§ **Assignment**
All lines from the one with "of the overcast" through the final line below are to be reproduced exactly; omit the others.

§ **Information shown**
Segment Open

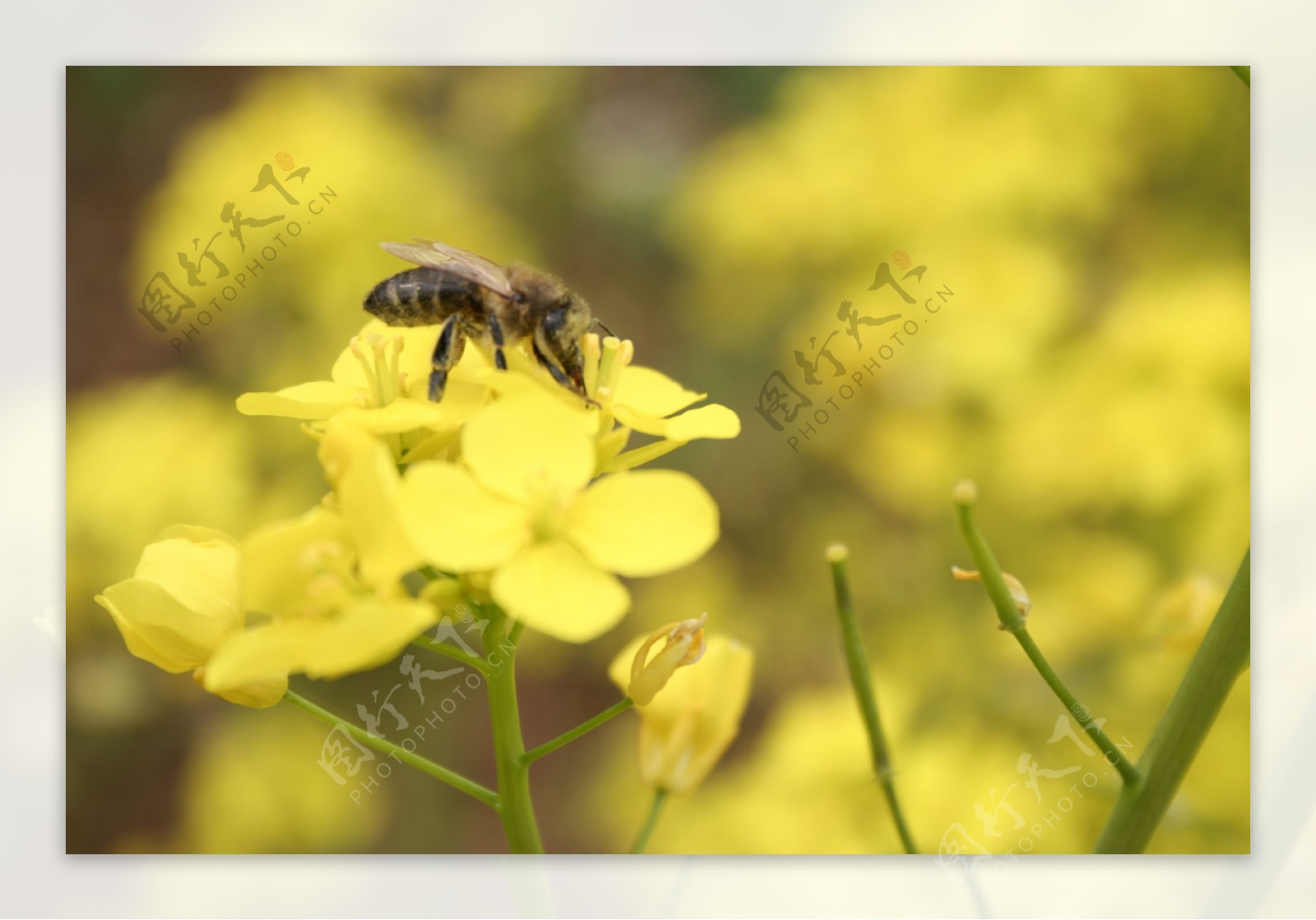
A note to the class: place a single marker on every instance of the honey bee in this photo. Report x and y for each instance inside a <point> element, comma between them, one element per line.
<point>473,298</point>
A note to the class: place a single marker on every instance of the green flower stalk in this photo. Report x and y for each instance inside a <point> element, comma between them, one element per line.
<point>1012,609</point>
<point>857,661</point>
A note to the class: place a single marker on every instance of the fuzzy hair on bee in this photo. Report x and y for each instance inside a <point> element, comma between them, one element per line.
<point>473,298</point>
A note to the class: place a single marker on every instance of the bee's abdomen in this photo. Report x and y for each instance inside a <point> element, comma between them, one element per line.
<point>420,298</point>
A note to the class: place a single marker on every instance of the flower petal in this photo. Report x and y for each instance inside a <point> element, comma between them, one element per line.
<point>260,696</point>
<point>707,422</point>
<point>649,392</point>
<point>306,400</point>
<point>528,446</point>
<point>456,523</point>
<point>644,523</point>
<point>199,567</point>
<point>366,635</point>
<point>276,566</point>
<point>157,628</point>
<point>556,589</point>
<point>370,504</point>
<point>694,719</point>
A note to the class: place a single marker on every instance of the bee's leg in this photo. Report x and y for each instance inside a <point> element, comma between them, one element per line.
<point>447,352</point>
<point>497,335</point>
<point>557,372</point>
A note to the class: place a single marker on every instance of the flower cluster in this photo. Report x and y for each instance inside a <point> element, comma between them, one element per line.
<point>511,490</point>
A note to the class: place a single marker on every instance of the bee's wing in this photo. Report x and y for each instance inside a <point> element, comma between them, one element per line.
<point>454,261</point>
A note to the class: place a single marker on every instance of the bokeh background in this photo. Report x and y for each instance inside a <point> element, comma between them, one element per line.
<point>1091,374</point>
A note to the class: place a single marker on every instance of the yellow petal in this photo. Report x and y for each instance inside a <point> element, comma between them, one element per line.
<point>461,402</point>
<point>457,524</point>
<point>306,400</point>
<point>644,523</point>
<point>260,654</point>
<point>640,455</point>
<point>556,589</point>
<point>370,504</point>
<point>694,719</point>
<point>276,562</point>
<point>260,696</point>
<point>648,392</point>
<point>199,567</point>
<point>340,445</point>
<point>157,628</point>
<point>364,636</point>
<point>530,446</point>
<point>707,422</point>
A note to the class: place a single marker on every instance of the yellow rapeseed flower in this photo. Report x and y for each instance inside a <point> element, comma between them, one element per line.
<point>520,506</point>
<point>690,722</point>
<point>379,385</point>
<point>627,399</point>
<point>331,580</point>
<point>183,603</point>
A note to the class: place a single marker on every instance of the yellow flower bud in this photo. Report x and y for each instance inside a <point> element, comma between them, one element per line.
<point>182,603</point>
<point>684,645</point>
<point>688,727</point>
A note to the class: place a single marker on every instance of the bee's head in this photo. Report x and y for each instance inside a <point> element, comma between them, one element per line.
<point>561,331</point>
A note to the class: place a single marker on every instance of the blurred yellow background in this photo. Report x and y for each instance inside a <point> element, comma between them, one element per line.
<point>1090,372</point>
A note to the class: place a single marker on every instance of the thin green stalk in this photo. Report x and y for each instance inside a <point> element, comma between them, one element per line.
<point>568,737</point>
<point>411,758</point>
<point>651,821</point>
<point>452,652</point>
<point>1012,622</point>
<point>1221,657</point>
<point>862,682</point>
<point>513,778</point>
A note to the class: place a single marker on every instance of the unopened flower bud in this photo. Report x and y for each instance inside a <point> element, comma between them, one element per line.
<point>1017,593</point>
<point>683,645</point>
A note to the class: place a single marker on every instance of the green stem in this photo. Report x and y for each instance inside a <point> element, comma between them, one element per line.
<point>651,821</point>
<point>411,758</point>
<point>1221,657</point>
<point>568,737</point>
<point>1012,622</point>
<point>862,682</point>
<point>513,778</point>
<point>452,652</point>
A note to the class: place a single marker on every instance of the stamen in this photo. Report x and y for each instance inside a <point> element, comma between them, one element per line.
<point>592,353</point>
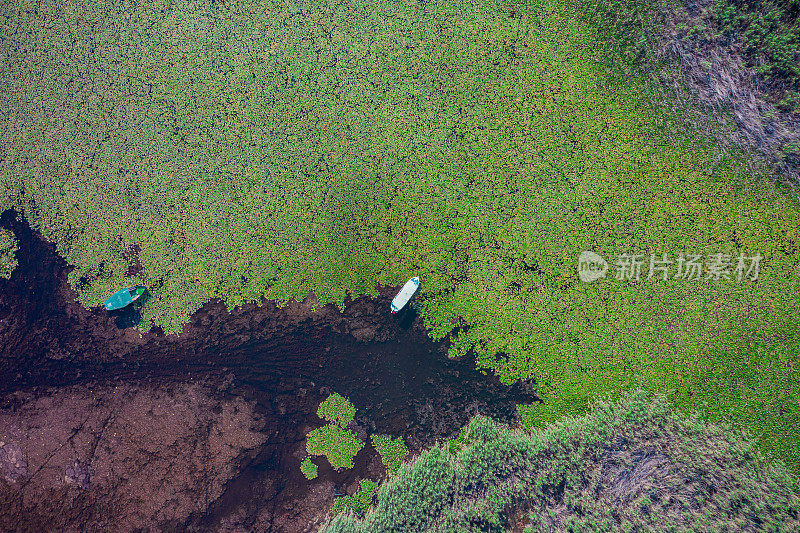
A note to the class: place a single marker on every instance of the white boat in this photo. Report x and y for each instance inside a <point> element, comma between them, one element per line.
<point>405,294</point>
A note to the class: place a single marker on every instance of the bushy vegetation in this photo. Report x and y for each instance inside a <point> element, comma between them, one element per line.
<point>333,440</point>
<point>8,249</point>
<point>274,149</point>
<point>392,451</point>
<point>632,464</point>
<point>337,409</point>
<point>360,502</point>
<point>308,468</point>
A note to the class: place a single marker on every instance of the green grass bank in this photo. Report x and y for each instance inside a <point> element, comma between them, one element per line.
<point>279,148</point>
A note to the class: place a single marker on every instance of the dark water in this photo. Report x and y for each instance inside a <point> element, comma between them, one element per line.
<point>400,381</point>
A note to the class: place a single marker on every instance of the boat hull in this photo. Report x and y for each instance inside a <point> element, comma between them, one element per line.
<point>124,297</point>
<point>405,294</point>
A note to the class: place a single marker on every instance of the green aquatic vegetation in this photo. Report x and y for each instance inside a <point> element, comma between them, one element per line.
<point>337,409</point>
<point>391,451</point>
<point>334,440</point>
<point>337,444</point>
<point>8,249</point>
<point>273,150</point>
<point>633,463</point>
<point>360,502</point>
<point>308,468</point>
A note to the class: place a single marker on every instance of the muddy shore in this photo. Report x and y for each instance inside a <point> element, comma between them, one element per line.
<point>102,426</point>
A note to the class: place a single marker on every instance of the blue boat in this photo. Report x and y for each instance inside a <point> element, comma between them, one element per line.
<point>124,297</point>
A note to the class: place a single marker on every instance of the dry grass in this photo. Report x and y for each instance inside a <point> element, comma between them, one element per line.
<point>711,69</point>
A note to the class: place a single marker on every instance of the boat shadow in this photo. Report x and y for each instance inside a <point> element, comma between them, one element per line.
<point>406,316</point>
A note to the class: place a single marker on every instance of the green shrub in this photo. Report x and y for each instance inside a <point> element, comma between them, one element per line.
<point>308,468</point>
<point>335,148</point>
<point>391,451</point>
<point>360,502</point>
<point>8,249</point>
<point>337,444</point>
<point>337,409</point>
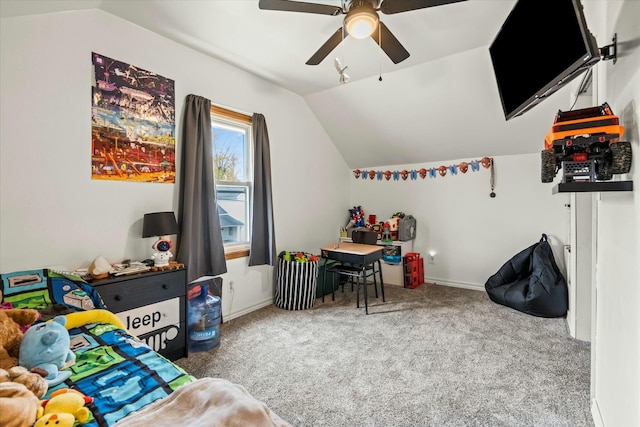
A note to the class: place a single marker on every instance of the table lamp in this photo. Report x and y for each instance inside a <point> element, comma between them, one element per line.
<point>161,224</point>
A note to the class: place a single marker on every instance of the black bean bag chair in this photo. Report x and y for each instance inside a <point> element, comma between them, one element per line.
<point>531,282</point>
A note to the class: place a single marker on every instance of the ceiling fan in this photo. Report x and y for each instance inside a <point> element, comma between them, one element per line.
<point>361,21</point>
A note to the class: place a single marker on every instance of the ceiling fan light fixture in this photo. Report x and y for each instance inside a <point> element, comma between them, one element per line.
<point>361,23</point>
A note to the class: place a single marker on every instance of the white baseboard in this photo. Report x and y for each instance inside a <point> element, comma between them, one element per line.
<point>465,285</point>
<point>595,413</point>
<point>247,310</point>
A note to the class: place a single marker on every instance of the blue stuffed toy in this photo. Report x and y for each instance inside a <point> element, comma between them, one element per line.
<point>46,346</point>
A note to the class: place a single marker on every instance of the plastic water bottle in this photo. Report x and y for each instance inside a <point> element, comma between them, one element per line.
<point>204,321</point>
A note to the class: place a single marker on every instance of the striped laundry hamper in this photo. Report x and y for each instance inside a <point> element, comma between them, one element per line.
<point>296,280</point>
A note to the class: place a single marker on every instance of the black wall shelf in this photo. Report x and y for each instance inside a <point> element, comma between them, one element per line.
<point>593,187</point>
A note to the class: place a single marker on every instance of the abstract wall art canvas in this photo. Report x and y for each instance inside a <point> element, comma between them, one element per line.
<point>132,123</point>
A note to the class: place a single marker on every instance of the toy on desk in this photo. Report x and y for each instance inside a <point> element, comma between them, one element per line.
<point>162,255</point>
<point>357,216</point>
<point>386,232</point>
<point>100,268</point>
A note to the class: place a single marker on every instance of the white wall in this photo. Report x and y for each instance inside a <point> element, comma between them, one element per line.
<point>54,214</point>
<point>472,234</point>
<point>615,360</point>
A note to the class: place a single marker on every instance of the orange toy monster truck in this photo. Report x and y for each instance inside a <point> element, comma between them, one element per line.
<point>585,143</point>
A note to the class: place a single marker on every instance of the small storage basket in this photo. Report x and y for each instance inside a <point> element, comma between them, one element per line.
<point>296,280</point>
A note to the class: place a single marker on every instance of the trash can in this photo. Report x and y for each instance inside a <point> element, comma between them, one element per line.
<point>296,281</point>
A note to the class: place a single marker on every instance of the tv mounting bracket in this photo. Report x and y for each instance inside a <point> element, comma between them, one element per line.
<point>610,51</point>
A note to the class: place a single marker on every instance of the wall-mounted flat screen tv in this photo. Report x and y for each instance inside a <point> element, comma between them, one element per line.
<point>541,46</point>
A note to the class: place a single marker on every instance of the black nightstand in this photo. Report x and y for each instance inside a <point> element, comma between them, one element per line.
<point>153,307</point>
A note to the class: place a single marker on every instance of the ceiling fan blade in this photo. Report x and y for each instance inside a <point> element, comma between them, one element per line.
<point>326,48</point>
<point>297,6</point>
<point>390,44</point>
<point>389,7</point>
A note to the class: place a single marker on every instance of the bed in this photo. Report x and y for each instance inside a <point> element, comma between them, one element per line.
<point>130,384</point>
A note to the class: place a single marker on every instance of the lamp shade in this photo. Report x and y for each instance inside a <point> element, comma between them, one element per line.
<point>159,224</point>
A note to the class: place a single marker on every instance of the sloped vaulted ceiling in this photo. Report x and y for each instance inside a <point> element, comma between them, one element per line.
<point>440,104</point>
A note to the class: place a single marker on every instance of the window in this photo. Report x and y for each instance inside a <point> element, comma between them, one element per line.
<point>232,156</point>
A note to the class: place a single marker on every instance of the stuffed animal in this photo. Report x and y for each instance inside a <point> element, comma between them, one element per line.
<point>19,405</point>
<point>46,346</point>
<point>33,380</point>
<point>63,408</point>
<point>12,322</point>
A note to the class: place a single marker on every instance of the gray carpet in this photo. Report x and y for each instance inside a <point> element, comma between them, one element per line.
<point>431,356</point>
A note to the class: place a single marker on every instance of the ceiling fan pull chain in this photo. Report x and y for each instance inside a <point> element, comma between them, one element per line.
<point>380,54</point>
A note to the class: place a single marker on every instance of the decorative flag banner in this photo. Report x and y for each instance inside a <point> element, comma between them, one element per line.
<point>132,123</point>
<point>463,167</point>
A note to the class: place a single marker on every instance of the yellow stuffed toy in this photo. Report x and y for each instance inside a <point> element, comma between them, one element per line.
<point>64,407</point>
<point>81,318</point>
<point>19,406</point>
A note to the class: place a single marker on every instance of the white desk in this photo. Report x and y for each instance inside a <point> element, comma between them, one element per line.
<point>393,273</point>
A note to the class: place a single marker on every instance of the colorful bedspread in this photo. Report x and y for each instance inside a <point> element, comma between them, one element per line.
<point>121,373</point>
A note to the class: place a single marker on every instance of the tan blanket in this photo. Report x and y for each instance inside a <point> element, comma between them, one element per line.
<point>205,402</point>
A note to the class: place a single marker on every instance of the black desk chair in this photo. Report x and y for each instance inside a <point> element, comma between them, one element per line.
<point>357,272</point>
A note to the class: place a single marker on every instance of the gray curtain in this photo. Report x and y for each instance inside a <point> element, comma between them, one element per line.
<point>200,248</point>
<point>263,243</point>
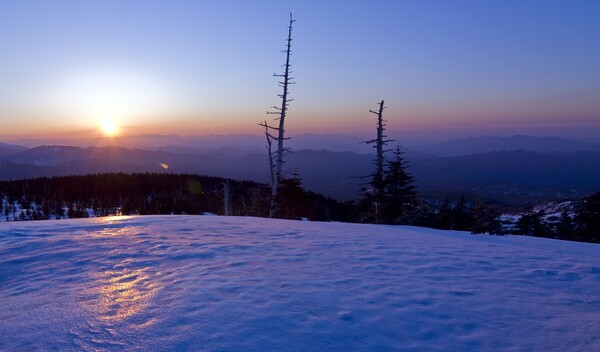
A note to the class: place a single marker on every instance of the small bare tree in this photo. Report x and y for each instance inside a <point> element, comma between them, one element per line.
<point>276,158</point>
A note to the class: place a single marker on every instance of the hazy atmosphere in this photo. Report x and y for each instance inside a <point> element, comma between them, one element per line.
<point>73,69</point>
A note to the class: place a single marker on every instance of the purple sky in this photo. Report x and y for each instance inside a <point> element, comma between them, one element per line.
<point>444,68</point>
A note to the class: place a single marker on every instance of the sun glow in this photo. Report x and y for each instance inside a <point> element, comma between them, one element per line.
<point>109,128</point>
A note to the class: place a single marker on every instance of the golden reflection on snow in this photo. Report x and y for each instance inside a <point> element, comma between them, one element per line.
<point>123,293</point>
<point>110,220</point>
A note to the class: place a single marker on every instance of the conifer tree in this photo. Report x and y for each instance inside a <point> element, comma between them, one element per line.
<point>399,191</point>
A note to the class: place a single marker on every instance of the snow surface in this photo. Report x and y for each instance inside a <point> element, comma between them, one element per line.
<point>212,283</point>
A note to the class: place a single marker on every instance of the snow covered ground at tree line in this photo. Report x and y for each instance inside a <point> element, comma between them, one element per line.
<point>212,283</point>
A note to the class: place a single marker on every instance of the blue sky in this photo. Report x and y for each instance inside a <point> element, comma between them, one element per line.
<point>444,68</point>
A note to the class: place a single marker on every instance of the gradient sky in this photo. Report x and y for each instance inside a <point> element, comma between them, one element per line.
<point>444,68</point>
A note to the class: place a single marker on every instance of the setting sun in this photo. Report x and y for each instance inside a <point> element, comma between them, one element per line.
<point>109,127</point>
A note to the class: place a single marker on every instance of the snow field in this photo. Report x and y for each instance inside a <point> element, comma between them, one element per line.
<point>210,283</point>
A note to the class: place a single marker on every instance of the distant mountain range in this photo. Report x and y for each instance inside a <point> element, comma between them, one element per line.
<point>487,144</point>
<point>502,170</point>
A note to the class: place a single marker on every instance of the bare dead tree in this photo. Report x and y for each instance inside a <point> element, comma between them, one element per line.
<point>269,138</point>
<point>377,180</point>
<point>276,159</point>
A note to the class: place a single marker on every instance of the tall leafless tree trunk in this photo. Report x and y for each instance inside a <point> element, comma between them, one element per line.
<point>377,181</point>
<point>276,159</point>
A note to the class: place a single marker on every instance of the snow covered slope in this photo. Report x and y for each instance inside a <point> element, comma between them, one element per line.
<point>208,283</point>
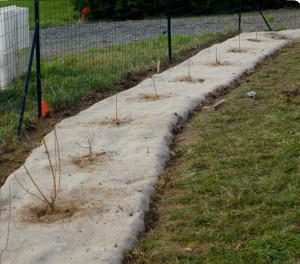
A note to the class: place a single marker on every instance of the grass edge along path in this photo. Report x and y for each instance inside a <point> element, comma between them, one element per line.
<point>74,82</point>
<point>232,195</point>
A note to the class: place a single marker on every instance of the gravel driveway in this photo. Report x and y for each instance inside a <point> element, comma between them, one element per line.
<point>80,38</point>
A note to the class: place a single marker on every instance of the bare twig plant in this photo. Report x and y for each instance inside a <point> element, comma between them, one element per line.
<point>154,85</point>
<point>55,166</point>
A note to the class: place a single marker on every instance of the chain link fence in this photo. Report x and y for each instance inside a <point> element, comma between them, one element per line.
<point>81,53</point>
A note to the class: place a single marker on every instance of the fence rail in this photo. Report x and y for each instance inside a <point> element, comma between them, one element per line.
<point>79,55</point>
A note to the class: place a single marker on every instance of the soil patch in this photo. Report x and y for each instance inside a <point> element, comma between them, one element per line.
<point>11,159</point>
<point>183,138</point>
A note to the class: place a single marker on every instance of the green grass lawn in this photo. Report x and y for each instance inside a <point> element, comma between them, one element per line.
<point>52,12</point>
<point>67,79</point>
<point>233,196</point>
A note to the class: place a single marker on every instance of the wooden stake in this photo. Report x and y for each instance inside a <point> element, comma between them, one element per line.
<point>158,66</point>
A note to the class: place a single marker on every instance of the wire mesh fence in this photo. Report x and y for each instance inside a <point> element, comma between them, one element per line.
<point>84,47</point>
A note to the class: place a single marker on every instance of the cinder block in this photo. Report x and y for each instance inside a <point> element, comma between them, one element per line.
<point>14,43</point>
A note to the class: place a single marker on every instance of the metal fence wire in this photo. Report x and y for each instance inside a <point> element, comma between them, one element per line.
<point>85,47</point>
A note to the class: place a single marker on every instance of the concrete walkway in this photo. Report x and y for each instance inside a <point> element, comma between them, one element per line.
<point>109,170</point>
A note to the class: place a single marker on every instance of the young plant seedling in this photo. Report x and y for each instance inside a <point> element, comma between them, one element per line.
<point>154,85</point>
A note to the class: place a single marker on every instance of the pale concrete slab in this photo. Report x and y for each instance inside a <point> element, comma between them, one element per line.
<point>108,198</point>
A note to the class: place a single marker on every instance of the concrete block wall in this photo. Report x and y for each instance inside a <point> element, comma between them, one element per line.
<point>14,43</point>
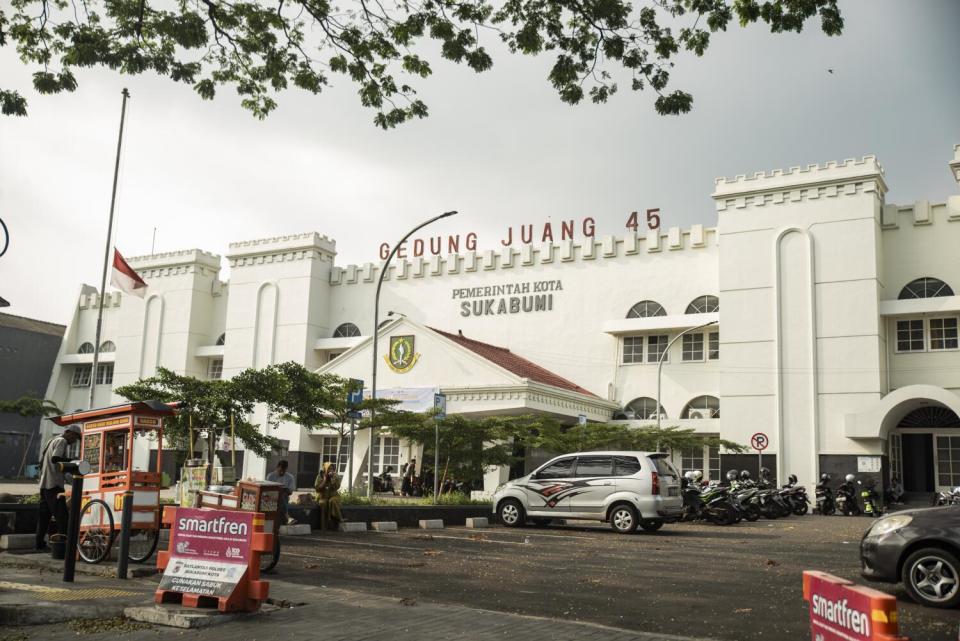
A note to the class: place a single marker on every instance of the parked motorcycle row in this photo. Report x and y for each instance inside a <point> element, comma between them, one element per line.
<point>742,497</point>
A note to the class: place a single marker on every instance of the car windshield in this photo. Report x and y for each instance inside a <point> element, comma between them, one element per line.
<point>663,466</point>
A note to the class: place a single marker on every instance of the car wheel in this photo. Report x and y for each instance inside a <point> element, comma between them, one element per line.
<point>932,578</point>
<point>623,519</point>
<point>511,513</point>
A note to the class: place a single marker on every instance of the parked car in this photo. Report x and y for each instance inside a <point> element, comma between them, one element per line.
<point>626,489</point>
<point>921,548</point>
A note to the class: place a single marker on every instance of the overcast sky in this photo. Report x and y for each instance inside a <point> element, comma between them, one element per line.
<point>499,147</point>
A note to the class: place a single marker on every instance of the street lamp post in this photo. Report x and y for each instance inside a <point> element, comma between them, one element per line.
<point>663,355</point>
<point>376,331</point>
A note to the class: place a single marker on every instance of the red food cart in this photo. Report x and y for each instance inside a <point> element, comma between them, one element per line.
<point>109,435</point>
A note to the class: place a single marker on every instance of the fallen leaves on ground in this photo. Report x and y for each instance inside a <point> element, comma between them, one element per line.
<point>114,624</point>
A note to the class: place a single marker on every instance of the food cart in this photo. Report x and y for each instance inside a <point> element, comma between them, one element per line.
<point>109,435</point>
<point>251,496</point>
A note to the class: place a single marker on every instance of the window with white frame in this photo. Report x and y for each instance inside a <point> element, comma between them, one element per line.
<point>81,376</point>
<point>943,333</point>
<point>910,335</point>
<point>329,452</point>
<point>702,407</point>
<point>633,349</point>
<point>656,345</point>
<point>215,369</point>
<point>645,408</point>
<point>388,451</point>
<point>105,374</point>
<point>693,347</point>
<point>713,462</point>
<point>713,347</point>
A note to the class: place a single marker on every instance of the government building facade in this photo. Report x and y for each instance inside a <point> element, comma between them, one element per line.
<point>815,313</point>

Segment Closed

§ **Your response**
A note to the class: place a single marker on every instance of the overcast sky in this photo. Report x and y for each instance inside a <point> element, comma between them, one element per line.
<point>499,147</point>
A note to the class: place a single marker on every instance of the street lamp post in this photo. Report x and y for each instance inside a <point> element, comma between them, one element per line.
<point>663,355</point>
<point>376,331</point>
A note to the class: place a single marker on every instance of the red food cart in this photo. Report x and y for each instance inside a <point> element, comma between them, one element per line.
<point>109,435</point>
A note to the class: place a single marker on every instance of the fallen leaves on ground in this photo. Report x and y for each instance inside a <point> element, comma between them, one element per line.
<point>114,624</point>
A note to the class: place a single marker on every instance of the food cart in this photo. Report x and y for each instance inside a <point> element, comma between them, one element per line.
<point>109,435</point>
<point>251,496</point>
A note to the class: place a single marker on every instance of the window with white frame in this photo. Report x and y for each instance inside a <point> element, comma between them, one element per line.
<point>81,376</point>
<point>943,333</point>
<point>910,335</point>
<point>329,452</point>
<point>702,407</point>
<point>633,349</point>
<point>656,345</point>
<point>215,369</point>
<point>645,408</point>
<point>388,451</point>
<point>105,374</point>
<point>693,347</point>
<point>713,462</point>
<point>713,347</point>
A note to the class: place a single marker on every instance of the government building facade in this photo. Report x and y for each instance inside a <point> element, comma between them, one element per line.
<point>815,313</point>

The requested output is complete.